Exhibit 10.29
As of August 29, 2008
LeMaitre Vascular, Inc.
26 Ray Avenue
Burlington, MA 01803
Ladies and Gentlemen:
Reference is made to a revolving line of credit in the amount not to exceed $10,000,000 in the aggregate (the “Line of Credit”) made available by Brown Brothers Harriman & Co. (“BBH”) to LeMaitre Vascular, Inc. formerly known as Vascutech, Inc. (the “Borrower”). Obligations of the Borrower arising under the Line of Credit are evidenced by a Third Amended and Restated Revolving Promissory Note (Secured) in the original principal amount of $10,000,000 dated as of August 23, 2007 and executed by the Borrower in favor of BBH (the Note”). Obligations of the Borrower arising under the Line of Credit and the Note are secured by Collateral as described a Fourth Amended and Restated Revolving Loan and Security Agreement dated as of August 23, 2007 (the “Loan Agreement”) by and between the borrower and BBH.
The Borrower has requested and BBH has agreed to extend the availability of the Line of Credit provided that the Borrower agree to amend the Loan Agreement as follows:
I. | Amendments to the Loan Agreement |
1. Section 1.1 of the Loan Agreement is hereby deleted in its entirety, and the following is substituted therefor:
“1.1Amount of Loans. Upon written request by the Borrower in such form as the Bank may request until August 23, 2009 and provided that no Default or Event of Default (as defined hereafter) shall have occurred and be continuing or result after giving effect hereto, the Bank shall make loans to the Borrower (each an “Advance” and collectively, the “Advances”) not to exceed the sum of $10,000,000 (the “Commitment”) less the principal amount of any Letters of Credit issued for the benefit of the Borrower in the aggregate principal amount not to exceed $3,000,000 at any one time (each a Letter of Credit and collectively, the “Letters of Credit”). Each Letter of Credit and Advance shall hereinafter be referred to as a “Loan” and collectively, the “Loans”.”

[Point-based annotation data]
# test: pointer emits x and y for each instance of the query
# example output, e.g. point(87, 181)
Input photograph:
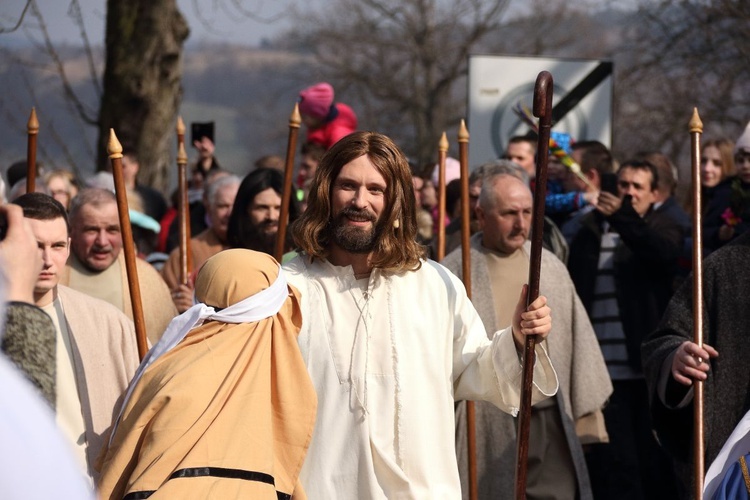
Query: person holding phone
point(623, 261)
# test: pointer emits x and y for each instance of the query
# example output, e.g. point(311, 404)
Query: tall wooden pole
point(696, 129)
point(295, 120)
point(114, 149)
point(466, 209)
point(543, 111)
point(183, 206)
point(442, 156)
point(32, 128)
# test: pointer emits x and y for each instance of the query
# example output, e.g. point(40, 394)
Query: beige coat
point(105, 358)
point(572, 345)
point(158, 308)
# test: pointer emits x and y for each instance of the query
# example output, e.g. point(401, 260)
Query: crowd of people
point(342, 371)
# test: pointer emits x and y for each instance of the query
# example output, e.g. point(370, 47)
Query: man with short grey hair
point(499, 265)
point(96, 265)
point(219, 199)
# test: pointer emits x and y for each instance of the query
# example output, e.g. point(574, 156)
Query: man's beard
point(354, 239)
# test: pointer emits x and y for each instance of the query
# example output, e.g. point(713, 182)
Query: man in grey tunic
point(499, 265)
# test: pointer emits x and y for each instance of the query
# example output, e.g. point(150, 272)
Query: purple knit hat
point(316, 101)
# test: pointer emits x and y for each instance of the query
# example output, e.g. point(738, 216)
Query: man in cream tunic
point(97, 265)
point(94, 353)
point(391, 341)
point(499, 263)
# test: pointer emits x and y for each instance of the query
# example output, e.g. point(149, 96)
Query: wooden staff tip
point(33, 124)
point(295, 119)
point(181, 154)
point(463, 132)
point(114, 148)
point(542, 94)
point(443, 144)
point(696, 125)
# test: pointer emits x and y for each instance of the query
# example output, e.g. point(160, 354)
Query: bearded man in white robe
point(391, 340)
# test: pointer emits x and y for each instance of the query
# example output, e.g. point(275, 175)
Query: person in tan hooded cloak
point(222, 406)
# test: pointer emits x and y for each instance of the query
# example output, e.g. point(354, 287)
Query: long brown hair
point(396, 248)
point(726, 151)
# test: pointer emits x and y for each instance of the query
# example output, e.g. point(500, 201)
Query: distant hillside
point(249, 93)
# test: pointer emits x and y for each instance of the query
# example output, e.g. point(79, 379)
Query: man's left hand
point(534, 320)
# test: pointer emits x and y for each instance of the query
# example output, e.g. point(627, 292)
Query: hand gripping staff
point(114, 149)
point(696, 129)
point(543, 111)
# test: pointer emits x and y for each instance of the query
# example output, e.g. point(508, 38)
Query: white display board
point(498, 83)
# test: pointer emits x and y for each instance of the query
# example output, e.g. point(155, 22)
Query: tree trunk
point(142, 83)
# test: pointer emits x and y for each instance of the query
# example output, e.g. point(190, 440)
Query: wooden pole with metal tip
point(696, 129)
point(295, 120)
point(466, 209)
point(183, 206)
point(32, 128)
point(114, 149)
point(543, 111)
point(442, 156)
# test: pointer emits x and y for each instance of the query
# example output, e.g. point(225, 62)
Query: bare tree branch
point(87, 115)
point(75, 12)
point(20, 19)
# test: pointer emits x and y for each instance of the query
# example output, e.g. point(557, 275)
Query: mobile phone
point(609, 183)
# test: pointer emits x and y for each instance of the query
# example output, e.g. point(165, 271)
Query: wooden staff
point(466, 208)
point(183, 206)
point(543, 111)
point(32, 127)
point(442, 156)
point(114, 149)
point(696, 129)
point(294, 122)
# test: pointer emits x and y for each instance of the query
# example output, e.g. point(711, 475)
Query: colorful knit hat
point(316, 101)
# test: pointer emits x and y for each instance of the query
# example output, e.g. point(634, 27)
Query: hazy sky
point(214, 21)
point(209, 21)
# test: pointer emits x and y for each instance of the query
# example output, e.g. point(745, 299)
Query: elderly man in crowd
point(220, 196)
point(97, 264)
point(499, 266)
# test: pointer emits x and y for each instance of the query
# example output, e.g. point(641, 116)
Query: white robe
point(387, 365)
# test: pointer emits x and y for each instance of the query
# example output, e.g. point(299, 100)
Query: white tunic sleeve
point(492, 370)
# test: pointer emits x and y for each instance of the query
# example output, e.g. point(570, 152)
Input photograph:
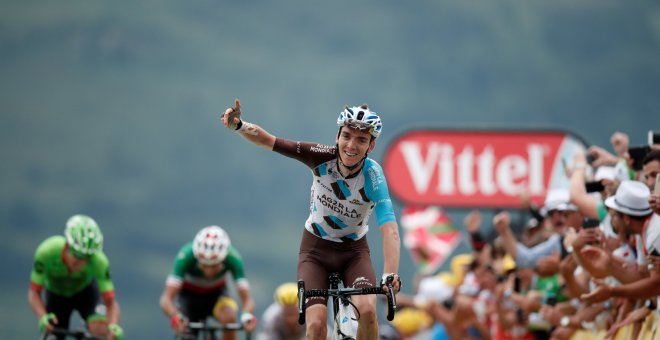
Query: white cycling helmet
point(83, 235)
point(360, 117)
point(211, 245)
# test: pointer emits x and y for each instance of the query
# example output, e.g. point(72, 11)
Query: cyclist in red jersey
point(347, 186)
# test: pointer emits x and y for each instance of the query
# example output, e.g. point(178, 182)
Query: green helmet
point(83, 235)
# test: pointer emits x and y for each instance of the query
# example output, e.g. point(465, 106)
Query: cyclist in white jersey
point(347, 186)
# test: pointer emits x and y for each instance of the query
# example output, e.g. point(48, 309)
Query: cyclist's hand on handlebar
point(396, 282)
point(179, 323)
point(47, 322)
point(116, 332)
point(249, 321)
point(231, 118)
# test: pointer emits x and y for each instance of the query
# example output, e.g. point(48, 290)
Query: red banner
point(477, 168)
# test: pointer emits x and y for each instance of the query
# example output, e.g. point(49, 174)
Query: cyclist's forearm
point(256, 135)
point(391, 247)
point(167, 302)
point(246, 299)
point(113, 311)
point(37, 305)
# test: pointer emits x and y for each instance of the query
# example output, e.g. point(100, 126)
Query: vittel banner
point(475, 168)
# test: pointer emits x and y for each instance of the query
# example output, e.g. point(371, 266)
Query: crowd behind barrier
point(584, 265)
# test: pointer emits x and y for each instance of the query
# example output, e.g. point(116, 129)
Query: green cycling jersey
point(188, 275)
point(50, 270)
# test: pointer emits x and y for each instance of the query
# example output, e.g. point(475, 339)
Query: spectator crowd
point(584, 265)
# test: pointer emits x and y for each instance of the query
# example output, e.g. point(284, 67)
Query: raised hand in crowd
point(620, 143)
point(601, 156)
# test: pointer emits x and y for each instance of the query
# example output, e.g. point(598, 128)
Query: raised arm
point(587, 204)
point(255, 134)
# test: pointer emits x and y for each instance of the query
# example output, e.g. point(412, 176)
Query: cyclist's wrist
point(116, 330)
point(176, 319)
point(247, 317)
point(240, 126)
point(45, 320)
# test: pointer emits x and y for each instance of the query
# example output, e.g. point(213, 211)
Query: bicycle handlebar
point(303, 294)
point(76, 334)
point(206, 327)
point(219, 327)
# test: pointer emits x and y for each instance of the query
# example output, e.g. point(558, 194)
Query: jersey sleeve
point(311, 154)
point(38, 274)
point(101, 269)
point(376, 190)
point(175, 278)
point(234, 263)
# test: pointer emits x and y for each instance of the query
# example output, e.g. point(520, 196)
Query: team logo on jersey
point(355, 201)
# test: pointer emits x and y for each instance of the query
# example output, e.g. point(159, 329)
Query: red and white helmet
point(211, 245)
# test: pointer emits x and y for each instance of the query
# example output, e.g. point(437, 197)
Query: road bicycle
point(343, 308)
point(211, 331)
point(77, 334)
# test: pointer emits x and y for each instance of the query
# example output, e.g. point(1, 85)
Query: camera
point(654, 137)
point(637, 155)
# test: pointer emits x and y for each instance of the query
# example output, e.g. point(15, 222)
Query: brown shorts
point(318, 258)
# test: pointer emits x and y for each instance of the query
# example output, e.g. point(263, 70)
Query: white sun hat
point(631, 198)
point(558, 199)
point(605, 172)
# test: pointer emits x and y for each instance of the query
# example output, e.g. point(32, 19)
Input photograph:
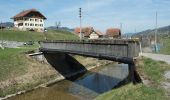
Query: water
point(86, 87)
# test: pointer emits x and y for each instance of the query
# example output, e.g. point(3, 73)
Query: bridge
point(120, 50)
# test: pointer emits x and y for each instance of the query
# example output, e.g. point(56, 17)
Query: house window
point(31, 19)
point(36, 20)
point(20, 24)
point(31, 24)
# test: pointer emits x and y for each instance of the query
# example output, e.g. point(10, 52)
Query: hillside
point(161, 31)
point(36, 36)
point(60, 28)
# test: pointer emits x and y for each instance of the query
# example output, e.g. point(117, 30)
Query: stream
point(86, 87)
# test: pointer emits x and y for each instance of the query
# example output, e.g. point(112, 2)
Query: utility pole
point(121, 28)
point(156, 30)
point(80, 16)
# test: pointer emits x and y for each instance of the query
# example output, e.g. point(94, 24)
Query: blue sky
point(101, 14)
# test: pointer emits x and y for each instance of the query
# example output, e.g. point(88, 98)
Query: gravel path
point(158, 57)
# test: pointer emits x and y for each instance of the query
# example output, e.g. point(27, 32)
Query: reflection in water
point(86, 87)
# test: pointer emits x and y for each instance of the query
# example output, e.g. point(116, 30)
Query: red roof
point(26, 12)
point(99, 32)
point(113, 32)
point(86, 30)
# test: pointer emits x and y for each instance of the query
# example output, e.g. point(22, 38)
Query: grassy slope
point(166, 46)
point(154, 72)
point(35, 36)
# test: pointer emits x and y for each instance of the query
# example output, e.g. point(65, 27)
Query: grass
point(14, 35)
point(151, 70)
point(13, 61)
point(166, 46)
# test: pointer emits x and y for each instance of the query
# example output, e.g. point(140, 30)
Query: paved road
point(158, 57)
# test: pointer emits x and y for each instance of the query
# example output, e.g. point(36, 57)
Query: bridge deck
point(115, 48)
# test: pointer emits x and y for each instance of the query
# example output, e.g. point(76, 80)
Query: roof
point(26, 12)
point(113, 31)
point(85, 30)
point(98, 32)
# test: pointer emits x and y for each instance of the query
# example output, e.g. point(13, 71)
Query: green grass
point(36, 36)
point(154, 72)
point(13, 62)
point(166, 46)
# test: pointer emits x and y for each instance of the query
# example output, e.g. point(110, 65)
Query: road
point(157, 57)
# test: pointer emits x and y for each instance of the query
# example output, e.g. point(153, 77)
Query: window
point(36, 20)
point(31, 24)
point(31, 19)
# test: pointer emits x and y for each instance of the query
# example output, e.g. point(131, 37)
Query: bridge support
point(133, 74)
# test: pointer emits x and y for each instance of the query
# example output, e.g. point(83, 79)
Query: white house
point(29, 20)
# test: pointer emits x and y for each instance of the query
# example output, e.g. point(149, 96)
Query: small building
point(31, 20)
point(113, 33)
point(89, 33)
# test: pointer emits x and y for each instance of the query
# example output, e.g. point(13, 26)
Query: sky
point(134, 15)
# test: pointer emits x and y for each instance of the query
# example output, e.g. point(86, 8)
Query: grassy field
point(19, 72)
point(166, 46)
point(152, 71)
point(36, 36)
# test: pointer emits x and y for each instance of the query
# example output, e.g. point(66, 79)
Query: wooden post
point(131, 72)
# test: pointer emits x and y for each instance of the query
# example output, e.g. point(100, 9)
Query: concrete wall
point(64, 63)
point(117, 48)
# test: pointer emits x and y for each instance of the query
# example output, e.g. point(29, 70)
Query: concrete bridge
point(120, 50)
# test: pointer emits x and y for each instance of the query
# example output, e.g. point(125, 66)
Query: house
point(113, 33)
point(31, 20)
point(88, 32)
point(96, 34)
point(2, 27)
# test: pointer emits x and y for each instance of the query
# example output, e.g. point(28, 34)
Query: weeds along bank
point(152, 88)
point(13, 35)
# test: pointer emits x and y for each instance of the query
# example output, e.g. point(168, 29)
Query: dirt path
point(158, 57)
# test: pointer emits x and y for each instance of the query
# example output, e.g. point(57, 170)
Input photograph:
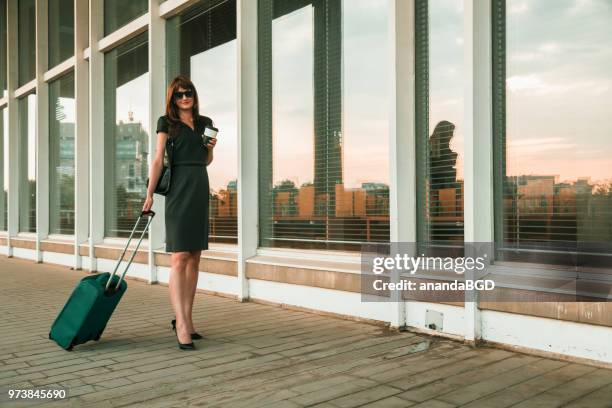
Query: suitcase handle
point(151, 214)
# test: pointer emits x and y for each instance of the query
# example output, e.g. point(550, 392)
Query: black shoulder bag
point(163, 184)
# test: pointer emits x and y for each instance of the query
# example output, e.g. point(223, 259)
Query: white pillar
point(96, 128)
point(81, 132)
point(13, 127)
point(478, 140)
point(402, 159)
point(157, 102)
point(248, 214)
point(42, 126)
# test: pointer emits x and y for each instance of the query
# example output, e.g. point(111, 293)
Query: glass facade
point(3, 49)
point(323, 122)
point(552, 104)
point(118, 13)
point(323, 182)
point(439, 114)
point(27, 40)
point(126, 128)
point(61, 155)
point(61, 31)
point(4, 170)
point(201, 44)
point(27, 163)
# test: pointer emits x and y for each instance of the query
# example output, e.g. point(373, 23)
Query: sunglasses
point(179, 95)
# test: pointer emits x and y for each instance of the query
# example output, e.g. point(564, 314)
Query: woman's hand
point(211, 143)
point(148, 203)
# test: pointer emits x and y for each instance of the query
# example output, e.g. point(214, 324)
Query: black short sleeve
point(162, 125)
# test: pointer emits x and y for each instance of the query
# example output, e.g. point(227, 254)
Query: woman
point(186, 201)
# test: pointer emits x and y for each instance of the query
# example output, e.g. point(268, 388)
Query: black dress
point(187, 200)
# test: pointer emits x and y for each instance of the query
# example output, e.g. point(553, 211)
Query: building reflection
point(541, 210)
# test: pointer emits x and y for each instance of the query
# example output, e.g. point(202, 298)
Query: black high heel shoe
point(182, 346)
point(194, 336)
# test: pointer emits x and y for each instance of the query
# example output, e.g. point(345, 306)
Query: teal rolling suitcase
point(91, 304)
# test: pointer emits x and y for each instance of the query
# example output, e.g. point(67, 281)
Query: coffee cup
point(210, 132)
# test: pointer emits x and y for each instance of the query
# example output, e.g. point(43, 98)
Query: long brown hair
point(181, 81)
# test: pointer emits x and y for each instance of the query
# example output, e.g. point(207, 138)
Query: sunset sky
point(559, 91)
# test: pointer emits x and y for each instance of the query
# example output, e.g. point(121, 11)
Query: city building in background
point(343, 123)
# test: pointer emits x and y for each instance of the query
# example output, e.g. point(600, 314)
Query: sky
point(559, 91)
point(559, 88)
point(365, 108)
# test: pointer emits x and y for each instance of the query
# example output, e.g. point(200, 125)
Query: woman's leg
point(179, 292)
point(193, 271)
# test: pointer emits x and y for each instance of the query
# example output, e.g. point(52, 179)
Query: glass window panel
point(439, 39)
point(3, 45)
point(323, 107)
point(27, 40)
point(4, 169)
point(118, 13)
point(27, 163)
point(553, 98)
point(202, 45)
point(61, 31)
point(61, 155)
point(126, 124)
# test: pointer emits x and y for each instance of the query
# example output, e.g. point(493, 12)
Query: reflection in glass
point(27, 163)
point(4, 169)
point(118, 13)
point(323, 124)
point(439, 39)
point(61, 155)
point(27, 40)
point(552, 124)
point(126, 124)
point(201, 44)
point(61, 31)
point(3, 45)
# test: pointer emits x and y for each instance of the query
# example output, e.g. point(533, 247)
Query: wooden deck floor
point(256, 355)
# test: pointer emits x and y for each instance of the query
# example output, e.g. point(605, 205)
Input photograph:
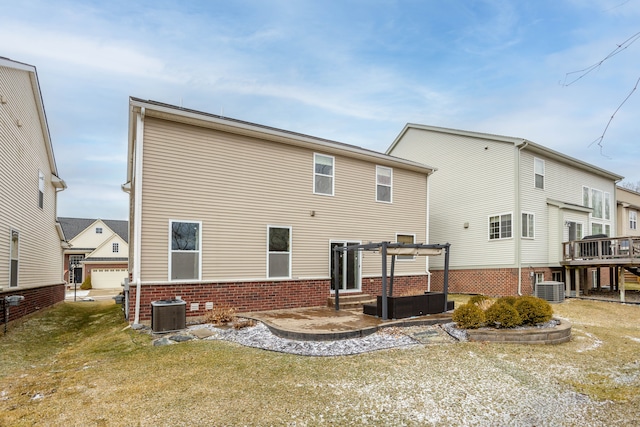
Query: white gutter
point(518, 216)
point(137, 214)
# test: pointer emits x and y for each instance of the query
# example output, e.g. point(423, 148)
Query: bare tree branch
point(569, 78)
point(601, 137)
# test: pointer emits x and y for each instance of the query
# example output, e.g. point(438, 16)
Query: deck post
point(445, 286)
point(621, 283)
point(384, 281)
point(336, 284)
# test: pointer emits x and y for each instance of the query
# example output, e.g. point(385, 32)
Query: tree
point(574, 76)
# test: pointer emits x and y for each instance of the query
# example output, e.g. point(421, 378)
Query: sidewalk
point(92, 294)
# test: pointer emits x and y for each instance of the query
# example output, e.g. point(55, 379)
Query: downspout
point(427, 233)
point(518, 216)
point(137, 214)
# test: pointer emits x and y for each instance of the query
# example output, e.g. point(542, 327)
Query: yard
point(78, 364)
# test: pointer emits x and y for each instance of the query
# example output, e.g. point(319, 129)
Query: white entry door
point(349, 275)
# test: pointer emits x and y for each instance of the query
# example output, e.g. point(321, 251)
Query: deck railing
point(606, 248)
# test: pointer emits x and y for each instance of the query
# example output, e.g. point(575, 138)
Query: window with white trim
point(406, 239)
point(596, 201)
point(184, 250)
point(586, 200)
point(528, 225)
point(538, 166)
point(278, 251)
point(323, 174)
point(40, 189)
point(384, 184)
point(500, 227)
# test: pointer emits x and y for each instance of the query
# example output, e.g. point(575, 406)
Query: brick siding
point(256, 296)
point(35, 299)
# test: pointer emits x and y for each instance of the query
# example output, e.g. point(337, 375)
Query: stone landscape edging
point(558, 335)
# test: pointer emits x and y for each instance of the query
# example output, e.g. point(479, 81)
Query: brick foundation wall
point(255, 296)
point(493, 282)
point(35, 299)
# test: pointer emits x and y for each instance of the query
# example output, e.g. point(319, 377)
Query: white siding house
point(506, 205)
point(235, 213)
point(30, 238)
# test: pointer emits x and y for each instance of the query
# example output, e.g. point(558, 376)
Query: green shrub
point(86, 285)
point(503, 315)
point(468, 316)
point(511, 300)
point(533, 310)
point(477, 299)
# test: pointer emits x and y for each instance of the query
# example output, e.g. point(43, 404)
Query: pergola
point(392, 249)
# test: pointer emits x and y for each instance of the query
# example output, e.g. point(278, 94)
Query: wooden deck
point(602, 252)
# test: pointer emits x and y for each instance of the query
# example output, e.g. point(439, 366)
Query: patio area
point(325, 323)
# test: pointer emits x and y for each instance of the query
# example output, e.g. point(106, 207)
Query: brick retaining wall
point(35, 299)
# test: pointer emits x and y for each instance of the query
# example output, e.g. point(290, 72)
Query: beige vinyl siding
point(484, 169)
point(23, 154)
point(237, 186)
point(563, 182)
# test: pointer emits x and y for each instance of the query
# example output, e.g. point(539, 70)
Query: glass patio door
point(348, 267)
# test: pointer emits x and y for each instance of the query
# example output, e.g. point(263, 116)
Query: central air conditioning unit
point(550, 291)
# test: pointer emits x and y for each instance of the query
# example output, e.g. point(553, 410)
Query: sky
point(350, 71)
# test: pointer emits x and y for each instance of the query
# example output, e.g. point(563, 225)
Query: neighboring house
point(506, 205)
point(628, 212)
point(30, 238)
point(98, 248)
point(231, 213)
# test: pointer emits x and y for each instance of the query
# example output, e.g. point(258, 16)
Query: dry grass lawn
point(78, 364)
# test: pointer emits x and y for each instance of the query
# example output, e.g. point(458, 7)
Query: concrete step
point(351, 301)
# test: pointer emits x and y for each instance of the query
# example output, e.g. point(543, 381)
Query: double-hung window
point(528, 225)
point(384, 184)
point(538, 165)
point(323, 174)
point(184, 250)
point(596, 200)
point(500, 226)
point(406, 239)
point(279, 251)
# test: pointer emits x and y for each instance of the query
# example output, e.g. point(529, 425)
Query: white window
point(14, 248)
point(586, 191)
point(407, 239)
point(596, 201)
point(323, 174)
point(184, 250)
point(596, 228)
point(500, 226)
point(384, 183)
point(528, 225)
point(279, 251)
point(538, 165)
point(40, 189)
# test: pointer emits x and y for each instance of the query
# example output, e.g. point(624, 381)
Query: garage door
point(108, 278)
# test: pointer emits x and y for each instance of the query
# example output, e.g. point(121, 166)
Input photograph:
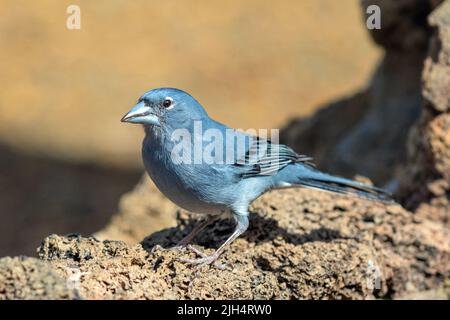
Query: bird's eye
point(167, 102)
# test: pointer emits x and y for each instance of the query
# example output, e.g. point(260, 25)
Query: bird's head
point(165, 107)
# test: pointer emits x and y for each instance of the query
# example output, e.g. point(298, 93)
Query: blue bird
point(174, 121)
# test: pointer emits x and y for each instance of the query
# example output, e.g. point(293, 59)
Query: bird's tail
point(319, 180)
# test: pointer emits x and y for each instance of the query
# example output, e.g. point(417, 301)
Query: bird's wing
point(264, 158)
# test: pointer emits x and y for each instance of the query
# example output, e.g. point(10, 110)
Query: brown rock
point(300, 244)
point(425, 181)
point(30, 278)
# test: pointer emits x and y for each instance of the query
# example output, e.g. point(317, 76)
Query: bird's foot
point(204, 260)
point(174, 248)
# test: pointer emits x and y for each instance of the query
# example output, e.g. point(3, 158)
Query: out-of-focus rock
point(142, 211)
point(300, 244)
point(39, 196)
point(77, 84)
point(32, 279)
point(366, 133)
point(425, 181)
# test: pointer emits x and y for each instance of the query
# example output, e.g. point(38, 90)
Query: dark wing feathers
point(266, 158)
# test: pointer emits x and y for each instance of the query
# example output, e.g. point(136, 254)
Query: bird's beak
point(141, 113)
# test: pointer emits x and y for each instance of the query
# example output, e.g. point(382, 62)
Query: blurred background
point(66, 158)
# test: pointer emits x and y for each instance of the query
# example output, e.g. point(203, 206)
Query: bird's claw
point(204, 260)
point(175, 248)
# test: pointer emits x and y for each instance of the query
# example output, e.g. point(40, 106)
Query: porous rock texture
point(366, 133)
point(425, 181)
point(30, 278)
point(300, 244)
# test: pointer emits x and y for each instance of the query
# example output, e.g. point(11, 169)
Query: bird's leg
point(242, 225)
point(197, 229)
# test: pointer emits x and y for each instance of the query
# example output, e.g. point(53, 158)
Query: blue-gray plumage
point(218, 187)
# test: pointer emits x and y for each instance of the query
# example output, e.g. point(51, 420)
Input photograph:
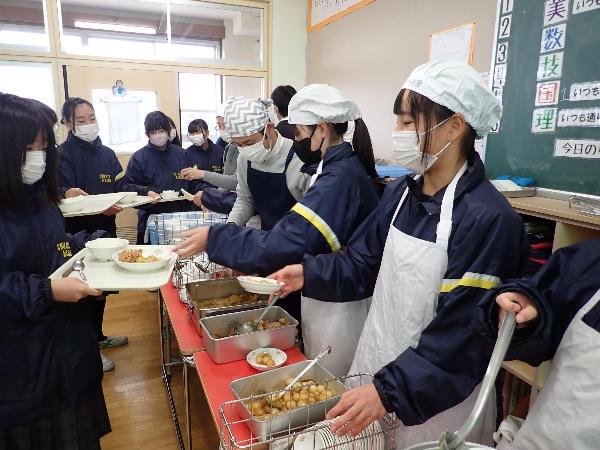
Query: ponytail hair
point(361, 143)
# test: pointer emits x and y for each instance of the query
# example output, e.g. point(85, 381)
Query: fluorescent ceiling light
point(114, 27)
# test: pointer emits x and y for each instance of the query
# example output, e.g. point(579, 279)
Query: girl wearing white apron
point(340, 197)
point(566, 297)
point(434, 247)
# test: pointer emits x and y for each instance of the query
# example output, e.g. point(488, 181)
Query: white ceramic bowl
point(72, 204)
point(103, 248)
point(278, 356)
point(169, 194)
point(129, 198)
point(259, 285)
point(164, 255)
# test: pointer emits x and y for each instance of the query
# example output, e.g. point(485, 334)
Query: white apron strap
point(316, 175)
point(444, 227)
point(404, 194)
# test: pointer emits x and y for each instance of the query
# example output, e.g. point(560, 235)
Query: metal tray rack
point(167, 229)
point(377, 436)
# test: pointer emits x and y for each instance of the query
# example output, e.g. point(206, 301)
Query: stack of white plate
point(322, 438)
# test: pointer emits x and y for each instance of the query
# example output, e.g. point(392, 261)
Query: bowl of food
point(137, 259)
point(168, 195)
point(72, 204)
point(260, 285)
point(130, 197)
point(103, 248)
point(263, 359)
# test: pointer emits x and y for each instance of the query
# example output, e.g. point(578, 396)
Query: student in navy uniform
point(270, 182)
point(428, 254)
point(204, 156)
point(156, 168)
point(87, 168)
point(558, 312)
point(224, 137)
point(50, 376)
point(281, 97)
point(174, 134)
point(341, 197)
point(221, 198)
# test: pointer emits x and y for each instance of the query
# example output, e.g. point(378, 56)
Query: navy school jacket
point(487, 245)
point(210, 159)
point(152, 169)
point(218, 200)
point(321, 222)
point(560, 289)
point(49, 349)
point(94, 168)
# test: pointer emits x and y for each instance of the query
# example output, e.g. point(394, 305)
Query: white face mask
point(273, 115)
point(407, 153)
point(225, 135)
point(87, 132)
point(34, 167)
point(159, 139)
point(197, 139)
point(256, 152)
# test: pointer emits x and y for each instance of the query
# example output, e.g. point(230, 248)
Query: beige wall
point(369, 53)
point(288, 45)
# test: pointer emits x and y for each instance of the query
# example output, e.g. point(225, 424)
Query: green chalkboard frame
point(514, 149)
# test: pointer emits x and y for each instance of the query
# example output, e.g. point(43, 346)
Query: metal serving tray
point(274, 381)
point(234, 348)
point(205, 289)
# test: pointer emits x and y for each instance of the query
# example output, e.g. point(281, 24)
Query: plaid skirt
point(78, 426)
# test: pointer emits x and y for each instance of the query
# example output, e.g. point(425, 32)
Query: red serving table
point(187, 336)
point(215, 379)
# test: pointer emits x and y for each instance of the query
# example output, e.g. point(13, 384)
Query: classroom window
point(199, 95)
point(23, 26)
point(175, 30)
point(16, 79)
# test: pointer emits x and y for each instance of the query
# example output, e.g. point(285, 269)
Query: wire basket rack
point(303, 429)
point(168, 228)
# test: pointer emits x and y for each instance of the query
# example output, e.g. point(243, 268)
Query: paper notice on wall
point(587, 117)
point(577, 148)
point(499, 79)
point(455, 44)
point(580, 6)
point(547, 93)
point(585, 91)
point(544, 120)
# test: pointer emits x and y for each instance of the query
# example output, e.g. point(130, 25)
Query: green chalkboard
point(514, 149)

_What this exercise asks:_
A - In the loan amendment letter, who made the revolving line of credit available to the Borrower?
B - Rewrite the paragraph of the loan amendment letter that begins "Reference is made to a revolving line of credit" as a short bulleted list that keeps its main facts.
The data has no connection to the loan amendment letter.

_Solutions to the problems:_
A - Brown Brothers Harriman & Co. (BBH).

B -
- Brown Brothers Harriman & Co. (BBH) makes a revolving line of credit of up to $10,000,000 in the aggregate available to LeMaitre Vascular, Inc., formerly Vascutech, Inc. (the Borrower).
- The Borrower's obligations under the line are evidenced by a Third Amended and Restated Revolving Promissory Note (Secured). The note has an original principal amount of $10,000,000, is dated as of August 23, 2007, and was executed in favor of BBH.
- These obligations are secured by Collateral described in a Fourth Amended and Restated Revolving Loan and Security Agreement between the Borrower and BBH, dated as of August 23, 2007.